Texto de leitura
++++++++++++++++++++

APL 3341 Nabancia

Iria éra uma donzella casta e formosissima: geralmente estimada pela sua honestidade e pelo conjuncto de todas as virtudes que lhe davam realce á sua angelica formosura.
    De pequenina tinha hido para o convento onde estavam suas tias, para ser por ellas educada.
    Um nobre gôdo, chamado Britaldo, viu a santa menina e perdidamente se enamorou d’ella. Pediu-a em casamento, porem a donzella, que se tinha votado ao serviço de Deus, resistiu a todas as razões e promessas de Britaldo, o que ainda mais lhe inflamou o amor.
    Vendo que todas as diligencias eram baldadas, comprou um monge, chamado Remigio, mestre da santa, e o tornou cumplice do seu amor sacrilego.
    A desditosa menina foi victima de uma infame cilada, pois que o tal frade, ministrando-lhe certo narcotico, a entregou, adormecida, ao seu malvado seductor, que fugiu com ella para um sitio, proximo do Nabão; porem, apenas alli chegados, ou porque cessasse o efeito do narcotico, ou por vontade divina, a virgem acordou, desenganando Britaldo de que não podia ser sua esposa, visto que já o era de Jesus Christo.
    Vendo o seductor que nada conseguia da sua victima, a degolou, arremecando ao rio o cadaver truncado da sua victima, no dia 20 de outubro do anno 632. (outros dizem, 653.)
    A corrente do rio a levou ao Tejo, depondo-a em frente da cidade de Scalabis, ou Scalabicastro, onde os anjos lhe construiram um formosissimo tumulo de alabastro.
    Em breve se espalhou pela Lusitania a fama d’este martyrio e do milagre que lhe succedeu, e de toda a parte correu gente a ver o tumulo da santa virgem.

++++++++++++++++++++

Informação extraída
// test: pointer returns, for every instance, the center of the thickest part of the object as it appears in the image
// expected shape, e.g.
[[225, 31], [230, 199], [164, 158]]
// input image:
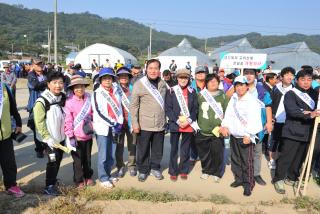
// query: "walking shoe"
[[259, 180], [121, 172], [142, 177], [81, 185], [246, 190], [157, 174], [204, 176], [173, 178], [16, 192], [216, 179], [89, 182], [184, 176], [272, 164], [107, 184], [236, 184], [113, 179], [289, 182], [51, 190], [192, 161], [133, 172], [40, 154], [279, 187]]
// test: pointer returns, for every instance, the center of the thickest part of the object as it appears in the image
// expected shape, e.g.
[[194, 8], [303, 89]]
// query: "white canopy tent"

++++++++++++++++++++

Objetivos
**A.** Segundo o texto de leitura, como se chamava o monge que Britaldo comprou e tornou cúmplice do seu amor?
**B.** Indique se cada afirmação concorda com o texto de leitura, respondendo sim ou não e citando as palavras decisivas: (i) Iria foi educada pelas tias num convento; (ii) Britaldo era um nobre mouro; (iii) os anjos construíram para Iria um túmulo de mármore.
**C.** Transcreva do texto de leitura o trecho que começa em "Um nobre gôdo, chamado" e termina em "seu amor sacrilego.".

Respostas escritas
**A.** Chamava-se Remigio.

**B.**
(i) Sim: "De pequenina tinha hido para o convento onde estavam suas tias, para ser por ellas educada."
(ii) Não: "Um nobre gôdo, chamado Britaldo"
(iii) Não: "um formosissimo tumulo de alabastro"

**C.**
Um nobre gôdo, chamado Britaldo, viu a santa menina e perdidamente se enamorou d’ella. Pediu-a em casamento, porem a donzella, que se tinha votado ao serviço de Deus, resistiu a todas as razões e promessas de Britaldo, o que ainda mais lhe inflamou o amor.
    Vendo que todas as diligencias eram baldadas, comprou um monge, chamado Remigio, mestre da santa, e o tornou cumplice do seu amor sacrilego.